▶ _ACTIONS TO TAKE_
1 - In the BioCoach paper summary, what METEOR improvement over Stream-VLM is reported on the QEVD-bio-fit-coach dataset?
2 - Please continue the BioCoach paper summary, picking up after its last sentence about Stream-VLM's action tokens.

##### DOCUMENT SEGMENT

From 3D Pose to Prose: Biomechanics-Grounded Vision-Language Coaching¶
Conference: CVPR 2026
Paper: CVF Open Access
Code: None (Project Page only)
Area: Multi-modal VLM
Keywords: Fitness Coaching, Streaming Video, 3D Skeletal Kinematics, Biomechanical Constraints, Cross-Attention Fusion
TL;DR¶
BioCoach transforms 3D skeletal kinematics and body measurements from streaming fitness videos into explicit, readable intermediate representations that are fed into a frozen vision/language backbone. Through a three-stage pipeline—"Selecting joints → Computing cycles and constraints → Vision-biomechanical conditioned generation"—it produces precise corrective feedback with joint angles, range of motion (ROM), and phase alignment. On the newly constructed QEVD-bio-fit-coach dataset, it achieves a 262.8% improvement in METEOR compared to Stream-VLM.
Background & Motivation¶
Background: Online/at-home fitness coaching is gaining attention. Recent approaches employ streaming Vision-Language Models (VLMs) to provide feedback while watching videos. For example, Stream-VLM uses <next>/<feedback> action tokens to achieve asynchronous, real-time commentary without requiring prompts.

##########
##### EXCERPTED DATA

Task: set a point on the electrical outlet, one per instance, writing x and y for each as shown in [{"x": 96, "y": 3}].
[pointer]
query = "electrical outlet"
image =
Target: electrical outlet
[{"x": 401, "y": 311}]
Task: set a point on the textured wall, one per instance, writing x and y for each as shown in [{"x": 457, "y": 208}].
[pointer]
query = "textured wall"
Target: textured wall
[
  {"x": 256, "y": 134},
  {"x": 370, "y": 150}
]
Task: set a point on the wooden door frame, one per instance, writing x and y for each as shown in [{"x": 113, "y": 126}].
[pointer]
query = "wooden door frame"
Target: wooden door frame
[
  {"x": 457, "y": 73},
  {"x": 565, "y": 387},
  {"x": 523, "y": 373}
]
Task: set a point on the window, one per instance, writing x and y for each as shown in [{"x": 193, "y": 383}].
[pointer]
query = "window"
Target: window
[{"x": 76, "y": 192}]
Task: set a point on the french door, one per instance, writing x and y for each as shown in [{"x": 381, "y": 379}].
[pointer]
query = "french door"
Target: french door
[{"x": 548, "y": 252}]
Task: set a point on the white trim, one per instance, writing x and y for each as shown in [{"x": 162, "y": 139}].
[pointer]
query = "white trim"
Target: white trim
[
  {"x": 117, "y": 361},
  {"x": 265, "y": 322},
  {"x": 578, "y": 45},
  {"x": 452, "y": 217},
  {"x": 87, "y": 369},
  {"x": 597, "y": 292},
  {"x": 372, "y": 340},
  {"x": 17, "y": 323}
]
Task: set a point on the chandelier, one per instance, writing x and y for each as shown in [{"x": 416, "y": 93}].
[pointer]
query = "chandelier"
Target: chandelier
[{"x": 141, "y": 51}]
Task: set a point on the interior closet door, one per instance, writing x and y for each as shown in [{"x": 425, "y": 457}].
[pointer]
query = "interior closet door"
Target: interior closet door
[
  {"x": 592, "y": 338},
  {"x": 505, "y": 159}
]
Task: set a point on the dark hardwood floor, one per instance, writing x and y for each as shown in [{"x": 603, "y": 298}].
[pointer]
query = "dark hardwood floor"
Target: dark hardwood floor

##########
##### EXCERPTED DATA

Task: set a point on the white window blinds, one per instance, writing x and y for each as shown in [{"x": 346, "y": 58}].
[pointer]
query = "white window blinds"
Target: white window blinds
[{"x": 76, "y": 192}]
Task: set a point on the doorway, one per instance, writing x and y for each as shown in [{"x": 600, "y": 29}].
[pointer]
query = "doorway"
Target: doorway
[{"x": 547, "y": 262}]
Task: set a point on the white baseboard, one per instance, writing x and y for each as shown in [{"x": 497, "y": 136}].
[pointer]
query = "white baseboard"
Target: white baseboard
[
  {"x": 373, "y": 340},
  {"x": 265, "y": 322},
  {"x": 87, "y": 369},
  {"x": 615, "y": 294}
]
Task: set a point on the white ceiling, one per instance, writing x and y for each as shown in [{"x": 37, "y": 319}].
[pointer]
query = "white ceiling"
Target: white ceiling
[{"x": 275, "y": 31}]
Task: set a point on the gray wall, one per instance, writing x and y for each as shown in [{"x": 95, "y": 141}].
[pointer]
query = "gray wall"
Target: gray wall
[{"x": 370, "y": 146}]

##########
##### EXCERPTED DATA

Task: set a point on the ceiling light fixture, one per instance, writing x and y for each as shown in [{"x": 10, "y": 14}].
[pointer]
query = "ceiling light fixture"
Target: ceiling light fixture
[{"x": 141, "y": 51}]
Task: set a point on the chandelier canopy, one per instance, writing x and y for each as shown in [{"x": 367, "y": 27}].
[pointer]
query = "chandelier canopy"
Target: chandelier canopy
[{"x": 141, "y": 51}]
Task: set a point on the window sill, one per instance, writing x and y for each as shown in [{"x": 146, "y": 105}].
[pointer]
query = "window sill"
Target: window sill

##########

▶ _ANSWERS FOR THE EXERCISE_
1 - A 262.8% improvement in METEOR.

2 -
Limitations of Prior Work: These methods essentially operate only on pixel-level features. They (1) mostly rely on prompt-driven mechanisms, making it difficult to autonomously identify "moments requiring correction"; (2) lack individual body information, preventing personalization; and (3) do not integrate any symbolic biomechanical constraints. Consequently, feedback is often generic and timed inaccurately—as seen in Figure 1, merely stating "looks good" or "watch your arm range" instead of specific details like "shoulder flexion at 160°–170°, elbow flexion less than 15°."
Key Challenge: Coach-level correction fundamentally requires reasoning over 3D poses, joint angles, range of motion, and movement phases. However, pure pixel-based VLMs conflate body geometry with movement quality during learning, failing to provide verifiable quantitative evidence or explain "why a movement is incorrect." They perform pattern matching rather than evidence-based biomechanical reasoning.
Goal: To enable language models to generate timely, interpretable, and personalized fitness feedback based on explicit kinematic evidence while remaining end-to-end trainable.
Key Insight: The authors propose constructing explicit, readable intermediate representations to "expose" kinematic properties to the language model, rather than treating visual appearance and 3D pose as two unrelated streams or relying solely on pattern learning.
Core Idea: Construct a structured textual context via "skeletal kinematics + biomechanical constraint checking" to serve as explicit instructions for the LLM. This shifts feedback from "pattern matching" to "evidence-based, phase-aware reasoning."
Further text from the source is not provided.